— Quoted text —
^^^^^^^^
Trading Stock Bears 2

Adam Hamilton     October 10, 2008     3193 Words

 

Last week was one of the wildest witnessed in the stock markets in modern history.  On Monday September 29th stocks started plunging immediately after the US House of Representatives voted down the Wall Street bailout.  This steep decline ignited a massive fear spike unlike anything seen in years.  It was awe-inspiring to behold.

 

The flagship S&P 500 (SPX) stock index, plunging to new bear lows, ultimately finished that exceedingly intense day down 8.8%.  This was a gargantuan daily decline, unheard of in such an elite broad index.  It was certainly unlike any day I could remember, so I ran the numbers to see just how extreme relative to market history was losing nearly 1/11th of America’s stock wealth in just 6.5 hours.

 

While the SPX is professionals’ stock-market metric of choice today, it is an upstart compared to the venerable Dow 30.  Still, the SPX was launched more than a half century ago in 1957.  And upon its creation its custodians back-calculated it to January 1950.  This gives us nearly 58 years of data to compare September 29th to, almost 15k trading days.  Even within this long span, the 29th was very extraordinary.

 

Amazingly, there have only been 3 trading days in the SPX’s history when it lost more than 7%.  The first was the infamous October 19th, 1987 crash sparked at the dawn of computerized trading.  That day the SPX plummeted 20.5%!  It was the biggest single down day ever, dwarfing anything that happened to the Dow 30 in one day even in 1929.  We’ll never see another day like this again though, thanks to the circuit breakers implemented after this crash that halt program trading at key points in accelerating selloffs.

 

The third biggest down day in the SPX’s history happened a week later, October 26th, 1987’s 8.3%.  This was the result of the markets bouncing around post-1987-crash trying to find stability at new levels.  Bracketed by these two October 1987 days, September 29th, 2008’s massive down day was the second largest in the SPX’s entire history!  Outside of the unrepeatable October 1987 event, it was unprecedented.

 

To drive such exceedingly rare big down days, incredible levels of fear are necessary.  Fear is such a fascinating emotion.  Its potency is very asymmetrical compared to greed.  Fear flares up much faster.  But like greed it still leads traders to make poor decisions.  So all good traders must ultimately suppress their own fear to escape its bad influence.  Then they must simultaneously game others’ fears by going long when popular sentiment is scared, which leads to great bargain prices.

 

While this ethereal emotion is not directly measurable, some great tools exist which infer its levels.  My favorites are the implied volatility indexes.  These brilliant tools collate and analyze real-time options trades on stock indexes, actual bets made with real money, and distill them out to one number.  It expresses the annualized expected volatility of an index over the next month.  An implied volatility level of 30 indicates options traders expect 2.5% swings (30% divided by 12 months) in either direction in the coming month.
^^^^^^^^
— Material supplied —
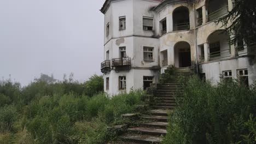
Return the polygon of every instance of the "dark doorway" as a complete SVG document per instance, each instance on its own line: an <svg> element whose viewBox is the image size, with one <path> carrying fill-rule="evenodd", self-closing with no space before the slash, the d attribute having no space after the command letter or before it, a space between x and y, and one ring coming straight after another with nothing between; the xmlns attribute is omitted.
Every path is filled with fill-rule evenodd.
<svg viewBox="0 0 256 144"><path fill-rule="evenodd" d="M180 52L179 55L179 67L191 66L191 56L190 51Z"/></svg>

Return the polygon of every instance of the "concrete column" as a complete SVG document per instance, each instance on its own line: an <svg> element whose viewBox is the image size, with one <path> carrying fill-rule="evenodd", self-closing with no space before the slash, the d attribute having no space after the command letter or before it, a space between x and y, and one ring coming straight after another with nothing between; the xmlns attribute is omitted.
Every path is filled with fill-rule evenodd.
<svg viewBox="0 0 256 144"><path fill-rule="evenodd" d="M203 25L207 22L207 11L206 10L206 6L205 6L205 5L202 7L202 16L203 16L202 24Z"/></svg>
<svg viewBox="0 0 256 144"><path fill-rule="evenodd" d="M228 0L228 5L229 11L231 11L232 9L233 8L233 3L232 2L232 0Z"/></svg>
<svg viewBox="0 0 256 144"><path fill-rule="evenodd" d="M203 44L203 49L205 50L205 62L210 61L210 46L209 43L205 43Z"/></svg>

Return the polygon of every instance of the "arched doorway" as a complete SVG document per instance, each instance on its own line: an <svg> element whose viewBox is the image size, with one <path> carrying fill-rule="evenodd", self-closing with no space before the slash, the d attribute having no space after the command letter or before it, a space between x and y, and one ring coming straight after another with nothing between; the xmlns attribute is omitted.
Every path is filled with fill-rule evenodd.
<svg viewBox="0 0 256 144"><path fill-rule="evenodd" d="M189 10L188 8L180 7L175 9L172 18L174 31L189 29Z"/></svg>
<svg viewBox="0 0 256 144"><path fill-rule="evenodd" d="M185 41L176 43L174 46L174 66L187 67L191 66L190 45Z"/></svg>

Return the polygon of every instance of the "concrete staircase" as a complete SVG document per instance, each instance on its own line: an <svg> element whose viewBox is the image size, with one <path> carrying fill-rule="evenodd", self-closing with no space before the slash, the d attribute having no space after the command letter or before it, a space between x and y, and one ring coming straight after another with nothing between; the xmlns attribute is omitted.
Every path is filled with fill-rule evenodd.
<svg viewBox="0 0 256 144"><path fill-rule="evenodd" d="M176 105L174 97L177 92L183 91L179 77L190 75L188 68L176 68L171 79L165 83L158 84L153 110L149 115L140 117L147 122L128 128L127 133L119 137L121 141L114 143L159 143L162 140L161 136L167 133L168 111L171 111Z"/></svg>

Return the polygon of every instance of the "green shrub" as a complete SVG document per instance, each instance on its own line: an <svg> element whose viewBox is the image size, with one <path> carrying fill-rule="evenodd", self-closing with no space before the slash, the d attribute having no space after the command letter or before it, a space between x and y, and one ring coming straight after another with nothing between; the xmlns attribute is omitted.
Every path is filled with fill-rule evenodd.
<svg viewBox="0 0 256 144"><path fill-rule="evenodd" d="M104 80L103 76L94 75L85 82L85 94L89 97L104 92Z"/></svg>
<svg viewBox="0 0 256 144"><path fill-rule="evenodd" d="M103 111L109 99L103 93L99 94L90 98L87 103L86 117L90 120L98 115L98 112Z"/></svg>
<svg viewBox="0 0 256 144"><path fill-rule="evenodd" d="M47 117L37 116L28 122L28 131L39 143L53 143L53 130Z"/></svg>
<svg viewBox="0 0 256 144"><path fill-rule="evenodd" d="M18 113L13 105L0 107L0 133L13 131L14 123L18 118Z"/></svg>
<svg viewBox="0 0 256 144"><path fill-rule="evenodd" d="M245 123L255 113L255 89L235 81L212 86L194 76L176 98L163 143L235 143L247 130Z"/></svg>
^^^^^^^^
— Your objective —
Reproduce the portion of the stock market commentary from "The third biggest" up to and including "it was unprecedented.".

— Solution —
The third biggest down day in the SPX’s history happened a week later, October 26th, 1987’s 8.3%.  This was the result of the markets bouncing around post-1987-crash trying to find stability at new levels.  Bracketed by these two October 1987 days, September 29th, 2008’s massive down day was the second largest in the SPX’s entire history!  Outside of the unrepeatable October 1987 event, it was unprecedented.